__GIVEN EXERCISE__
Please find each line in the material below that contains the word "fender" and copy it out. Case counts.
--
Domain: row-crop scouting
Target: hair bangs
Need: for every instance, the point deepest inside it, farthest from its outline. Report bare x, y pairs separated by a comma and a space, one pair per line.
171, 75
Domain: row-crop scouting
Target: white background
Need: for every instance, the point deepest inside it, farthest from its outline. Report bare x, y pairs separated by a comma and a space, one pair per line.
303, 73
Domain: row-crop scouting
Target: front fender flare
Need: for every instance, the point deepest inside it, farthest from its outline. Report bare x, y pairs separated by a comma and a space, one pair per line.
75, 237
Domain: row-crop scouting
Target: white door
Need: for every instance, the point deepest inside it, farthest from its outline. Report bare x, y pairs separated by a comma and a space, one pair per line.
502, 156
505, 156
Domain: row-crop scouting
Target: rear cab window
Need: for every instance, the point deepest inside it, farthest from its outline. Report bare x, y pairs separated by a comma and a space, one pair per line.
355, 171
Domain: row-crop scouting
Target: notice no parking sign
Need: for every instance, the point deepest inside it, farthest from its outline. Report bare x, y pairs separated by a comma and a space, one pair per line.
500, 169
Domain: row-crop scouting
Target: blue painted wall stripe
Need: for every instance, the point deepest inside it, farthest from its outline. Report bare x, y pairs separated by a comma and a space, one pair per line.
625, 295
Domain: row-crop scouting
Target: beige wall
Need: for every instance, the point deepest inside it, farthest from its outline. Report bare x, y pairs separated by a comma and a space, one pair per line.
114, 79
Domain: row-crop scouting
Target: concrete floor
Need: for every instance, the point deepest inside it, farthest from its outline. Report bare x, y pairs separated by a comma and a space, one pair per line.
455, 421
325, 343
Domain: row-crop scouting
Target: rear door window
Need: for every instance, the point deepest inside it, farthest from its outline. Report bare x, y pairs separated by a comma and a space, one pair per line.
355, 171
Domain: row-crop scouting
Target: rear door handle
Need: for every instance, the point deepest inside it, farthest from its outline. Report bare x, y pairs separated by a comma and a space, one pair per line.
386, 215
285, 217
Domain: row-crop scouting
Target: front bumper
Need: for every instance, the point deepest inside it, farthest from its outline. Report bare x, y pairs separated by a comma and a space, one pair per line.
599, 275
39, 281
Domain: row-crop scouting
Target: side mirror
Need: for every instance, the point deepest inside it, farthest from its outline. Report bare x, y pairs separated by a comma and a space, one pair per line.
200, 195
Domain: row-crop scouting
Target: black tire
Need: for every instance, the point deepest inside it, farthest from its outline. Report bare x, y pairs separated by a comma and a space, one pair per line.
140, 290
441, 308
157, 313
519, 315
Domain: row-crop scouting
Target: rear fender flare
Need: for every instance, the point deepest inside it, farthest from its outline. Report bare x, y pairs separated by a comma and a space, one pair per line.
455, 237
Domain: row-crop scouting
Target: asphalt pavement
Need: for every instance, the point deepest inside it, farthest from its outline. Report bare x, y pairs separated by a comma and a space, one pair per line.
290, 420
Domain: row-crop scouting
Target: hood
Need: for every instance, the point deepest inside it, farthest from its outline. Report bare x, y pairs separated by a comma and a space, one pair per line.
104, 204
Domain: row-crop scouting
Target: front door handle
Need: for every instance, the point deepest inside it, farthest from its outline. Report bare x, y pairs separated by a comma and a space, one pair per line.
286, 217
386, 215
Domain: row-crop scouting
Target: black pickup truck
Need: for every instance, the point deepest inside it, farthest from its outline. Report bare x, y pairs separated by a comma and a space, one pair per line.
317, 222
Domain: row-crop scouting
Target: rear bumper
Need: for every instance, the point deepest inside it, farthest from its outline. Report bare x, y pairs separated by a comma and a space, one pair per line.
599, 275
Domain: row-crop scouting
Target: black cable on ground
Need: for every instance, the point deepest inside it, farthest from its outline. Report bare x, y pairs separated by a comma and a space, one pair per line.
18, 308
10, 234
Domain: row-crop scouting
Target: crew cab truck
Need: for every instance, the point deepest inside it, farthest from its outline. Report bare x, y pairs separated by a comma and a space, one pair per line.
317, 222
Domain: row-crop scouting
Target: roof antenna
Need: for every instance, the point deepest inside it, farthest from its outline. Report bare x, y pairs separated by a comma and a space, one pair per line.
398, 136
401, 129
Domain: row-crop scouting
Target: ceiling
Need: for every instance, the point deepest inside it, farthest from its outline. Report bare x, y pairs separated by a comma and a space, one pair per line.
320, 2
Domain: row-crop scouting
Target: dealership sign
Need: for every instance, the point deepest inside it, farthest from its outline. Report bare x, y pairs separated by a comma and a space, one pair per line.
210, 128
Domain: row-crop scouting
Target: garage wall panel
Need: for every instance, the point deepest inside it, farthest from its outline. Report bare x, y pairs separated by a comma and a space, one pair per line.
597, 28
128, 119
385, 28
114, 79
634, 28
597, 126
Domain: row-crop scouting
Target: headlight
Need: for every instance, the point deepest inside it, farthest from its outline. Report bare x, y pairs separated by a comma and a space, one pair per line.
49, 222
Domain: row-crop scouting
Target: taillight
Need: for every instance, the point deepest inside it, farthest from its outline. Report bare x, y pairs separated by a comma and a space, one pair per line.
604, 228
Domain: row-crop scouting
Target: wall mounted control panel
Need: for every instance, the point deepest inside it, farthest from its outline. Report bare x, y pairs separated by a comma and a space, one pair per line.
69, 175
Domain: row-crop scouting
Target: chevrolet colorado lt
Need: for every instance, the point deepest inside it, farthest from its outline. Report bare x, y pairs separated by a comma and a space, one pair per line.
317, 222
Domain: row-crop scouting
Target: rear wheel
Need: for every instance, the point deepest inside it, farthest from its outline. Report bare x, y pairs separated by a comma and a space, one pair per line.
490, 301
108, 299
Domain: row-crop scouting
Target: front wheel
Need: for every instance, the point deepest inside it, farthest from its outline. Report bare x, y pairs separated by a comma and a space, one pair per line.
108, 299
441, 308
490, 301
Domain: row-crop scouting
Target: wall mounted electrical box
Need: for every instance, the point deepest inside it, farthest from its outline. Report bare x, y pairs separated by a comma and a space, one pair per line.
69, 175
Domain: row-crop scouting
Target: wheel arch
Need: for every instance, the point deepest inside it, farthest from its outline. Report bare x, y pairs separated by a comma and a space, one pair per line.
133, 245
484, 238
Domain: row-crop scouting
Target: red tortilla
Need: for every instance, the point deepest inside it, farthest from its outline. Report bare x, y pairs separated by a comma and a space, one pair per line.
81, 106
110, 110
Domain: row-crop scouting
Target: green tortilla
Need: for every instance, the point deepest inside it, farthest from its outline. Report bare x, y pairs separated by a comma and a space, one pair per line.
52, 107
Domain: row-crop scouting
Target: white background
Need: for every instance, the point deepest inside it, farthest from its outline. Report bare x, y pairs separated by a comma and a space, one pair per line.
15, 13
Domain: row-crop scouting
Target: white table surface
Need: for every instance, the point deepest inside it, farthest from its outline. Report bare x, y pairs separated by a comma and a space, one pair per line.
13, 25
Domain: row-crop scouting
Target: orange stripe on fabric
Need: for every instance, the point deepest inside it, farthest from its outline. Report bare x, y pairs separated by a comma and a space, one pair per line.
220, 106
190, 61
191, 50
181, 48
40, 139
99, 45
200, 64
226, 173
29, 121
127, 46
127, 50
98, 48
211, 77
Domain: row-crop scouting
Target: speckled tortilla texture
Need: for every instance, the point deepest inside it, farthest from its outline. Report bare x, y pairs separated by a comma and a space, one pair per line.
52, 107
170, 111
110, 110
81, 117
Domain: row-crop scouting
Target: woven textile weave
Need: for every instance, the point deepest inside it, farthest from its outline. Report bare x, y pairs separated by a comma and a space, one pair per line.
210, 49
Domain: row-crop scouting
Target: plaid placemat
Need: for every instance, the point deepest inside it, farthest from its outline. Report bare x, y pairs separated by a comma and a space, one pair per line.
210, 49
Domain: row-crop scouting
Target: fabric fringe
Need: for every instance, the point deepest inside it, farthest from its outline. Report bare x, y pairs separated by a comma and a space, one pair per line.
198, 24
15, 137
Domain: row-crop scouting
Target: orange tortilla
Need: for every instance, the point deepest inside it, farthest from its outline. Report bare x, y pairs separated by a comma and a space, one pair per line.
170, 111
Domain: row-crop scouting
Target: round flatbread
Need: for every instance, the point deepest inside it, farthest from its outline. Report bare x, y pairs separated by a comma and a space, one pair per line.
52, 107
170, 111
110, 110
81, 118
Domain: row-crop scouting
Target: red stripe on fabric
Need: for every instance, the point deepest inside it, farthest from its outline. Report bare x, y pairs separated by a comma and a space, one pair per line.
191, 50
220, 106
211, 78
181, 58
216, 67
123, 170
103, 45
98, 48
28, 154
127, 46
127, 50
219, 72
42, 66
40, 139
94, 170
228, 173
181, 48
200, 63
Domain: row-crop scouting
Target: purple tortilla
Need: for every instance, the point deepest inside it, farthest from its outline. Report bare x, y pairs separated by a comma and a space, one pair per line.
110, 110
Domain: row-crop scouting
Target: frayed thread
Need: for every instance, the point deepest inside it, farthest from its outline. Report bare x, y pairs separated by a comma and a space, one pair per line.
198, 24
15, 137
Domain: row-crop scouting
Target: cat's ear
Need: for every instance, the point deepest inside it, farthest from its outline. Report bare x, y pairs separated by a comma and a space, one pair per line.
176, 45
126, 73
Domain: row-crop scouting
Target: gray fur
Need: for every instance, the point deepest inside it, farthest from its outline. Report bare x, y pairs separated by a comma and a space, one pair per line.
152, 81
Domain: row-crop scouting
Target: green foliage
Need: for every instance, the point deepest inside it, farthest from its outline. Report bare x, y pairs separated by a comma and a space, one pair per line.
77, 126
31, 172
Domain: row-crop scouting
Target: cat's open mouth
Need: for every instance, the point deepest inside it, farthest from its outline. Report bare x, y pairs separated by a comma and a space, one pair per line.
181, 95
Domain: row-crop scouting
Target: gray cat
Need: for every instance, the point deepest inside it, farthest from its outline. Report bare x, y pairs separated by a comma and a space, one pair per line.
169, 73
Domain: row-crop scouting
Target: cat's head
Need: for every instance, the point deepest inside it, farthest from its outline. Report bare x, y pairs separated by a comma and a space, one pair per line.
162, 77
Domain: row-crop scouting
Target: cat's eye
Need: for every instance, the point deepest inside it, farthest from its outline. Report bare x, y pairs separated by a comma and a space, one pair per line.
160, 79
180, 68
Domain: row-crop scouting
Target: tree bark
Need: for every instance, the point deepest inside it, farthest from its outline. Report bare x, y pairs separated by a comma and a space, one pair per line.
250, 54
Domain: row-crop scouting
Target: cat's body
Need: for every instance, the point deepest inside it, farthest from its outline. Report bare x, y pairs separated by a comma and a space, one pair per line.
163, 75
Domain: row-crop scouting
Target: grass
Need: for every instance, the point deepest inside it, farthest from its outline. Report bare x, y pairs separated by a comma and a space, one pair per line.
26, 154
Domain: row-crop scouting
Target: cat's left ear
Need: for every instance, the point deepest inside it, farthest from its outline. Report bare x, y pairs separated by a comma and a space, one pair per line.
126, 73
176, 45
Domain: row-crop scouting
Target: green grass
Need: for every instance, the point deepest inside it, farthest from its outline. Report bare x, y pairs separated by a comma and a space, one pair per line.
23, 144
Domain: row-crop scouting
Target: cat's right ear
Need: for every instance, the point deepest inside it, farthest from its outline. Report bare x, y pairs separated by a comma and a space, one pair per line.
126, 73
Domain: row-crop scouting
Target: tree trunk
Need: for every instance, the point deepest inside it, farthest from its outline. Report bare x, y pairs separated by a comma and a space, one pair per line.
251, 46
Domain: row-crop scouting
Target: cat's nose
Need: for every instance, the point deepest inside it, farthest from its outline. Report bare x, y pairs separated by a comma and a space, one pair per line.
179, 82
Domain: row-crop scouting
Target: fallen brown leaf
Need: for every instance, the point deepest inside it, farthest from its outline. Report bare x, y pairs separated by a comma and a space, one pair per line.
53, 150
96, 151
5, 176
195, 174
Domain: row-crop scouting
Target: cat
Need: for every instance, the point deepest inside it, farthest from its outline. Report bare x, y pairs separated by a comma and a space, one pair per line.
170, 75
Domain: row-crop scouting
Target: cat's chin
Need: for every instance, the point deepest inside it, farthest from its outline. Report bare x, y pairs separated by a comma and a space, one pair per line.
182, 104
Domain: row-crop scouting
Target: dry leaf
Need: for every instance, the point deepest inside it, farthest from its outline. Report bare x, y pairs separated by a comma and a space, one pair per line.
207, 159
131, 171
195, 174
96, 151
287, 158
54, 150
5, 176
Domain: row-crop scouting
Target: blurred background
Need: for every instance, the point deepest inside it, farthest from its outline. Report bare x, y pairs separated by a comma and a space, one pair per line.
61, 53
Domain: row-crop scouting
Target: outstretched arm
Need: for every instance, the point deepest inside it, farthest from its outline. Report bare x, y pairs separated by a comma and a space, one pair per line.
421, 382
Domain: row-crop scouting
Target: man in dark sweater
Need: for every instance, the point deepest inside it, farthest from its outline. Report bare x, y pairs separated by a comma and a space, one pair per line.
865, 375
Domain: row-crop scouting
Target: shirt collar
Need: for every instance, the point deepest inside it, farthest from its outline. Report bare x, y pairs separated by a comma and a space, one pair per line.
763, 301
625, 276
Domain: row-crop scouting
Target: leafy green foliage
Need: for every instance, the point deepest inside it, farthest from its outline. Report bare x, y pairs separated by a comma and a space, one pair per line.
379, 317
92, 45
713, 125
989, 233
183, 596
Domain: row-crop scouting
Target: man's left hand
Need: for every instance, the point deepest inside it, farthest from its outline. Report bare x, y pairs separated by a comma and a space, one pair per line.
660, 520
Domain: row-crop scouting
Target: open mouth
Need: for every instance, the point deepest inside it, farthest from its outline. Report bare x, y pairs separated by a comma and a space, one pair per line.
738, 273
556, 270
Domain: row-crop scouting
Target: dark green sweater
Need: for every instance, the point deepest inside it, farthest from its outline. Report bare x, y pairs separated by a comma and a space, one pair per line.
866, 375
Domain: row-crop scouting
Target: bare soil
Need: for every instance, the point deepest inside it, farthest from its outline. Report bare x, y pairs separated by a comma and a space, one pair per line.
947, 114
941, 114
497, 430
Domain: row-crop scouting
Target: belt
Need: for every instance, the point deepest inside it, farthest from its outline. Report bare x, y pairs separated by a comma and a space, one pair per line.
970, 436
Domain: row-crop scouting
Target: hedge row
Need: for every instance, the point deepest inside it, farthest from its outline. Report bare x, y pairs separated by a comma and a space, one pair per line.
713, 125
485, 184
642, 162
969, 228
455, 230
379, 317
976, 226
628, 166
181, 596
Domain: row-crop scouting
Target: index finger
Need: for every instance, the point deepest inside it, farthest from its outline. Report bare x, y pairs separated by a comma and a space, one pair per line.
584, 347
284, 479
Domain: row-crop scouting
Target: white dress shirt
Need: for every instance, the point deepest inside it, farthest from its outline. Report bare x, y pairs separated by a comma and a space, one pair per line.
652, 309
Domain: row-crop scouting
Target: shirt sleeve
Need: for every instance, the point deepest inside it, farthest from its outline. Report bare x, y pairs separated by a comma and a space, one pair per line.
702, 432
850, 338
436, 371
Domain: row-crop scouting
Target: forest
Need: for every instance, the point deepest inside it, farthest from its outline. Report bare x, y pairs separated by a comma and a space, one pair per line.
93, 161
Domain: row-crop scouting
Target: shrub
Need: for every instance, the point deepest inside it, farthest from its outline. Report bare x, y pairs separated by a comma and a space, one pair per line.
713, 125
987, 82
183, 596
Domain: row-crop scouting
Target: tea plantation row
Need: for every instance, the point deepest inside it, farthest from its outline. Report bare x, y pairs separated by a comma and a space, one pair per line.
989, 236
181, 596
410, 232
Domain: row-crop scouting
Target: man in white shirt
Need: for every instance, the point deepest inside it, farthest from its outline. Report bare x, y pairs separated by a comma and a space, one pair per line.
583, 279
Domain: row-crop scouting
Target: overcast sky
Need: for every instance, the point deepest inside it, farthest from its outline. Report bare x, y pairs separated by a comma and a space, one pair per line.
--
__WRITTEN ANSWER__
Target: front fender flare
Target: rear fender flare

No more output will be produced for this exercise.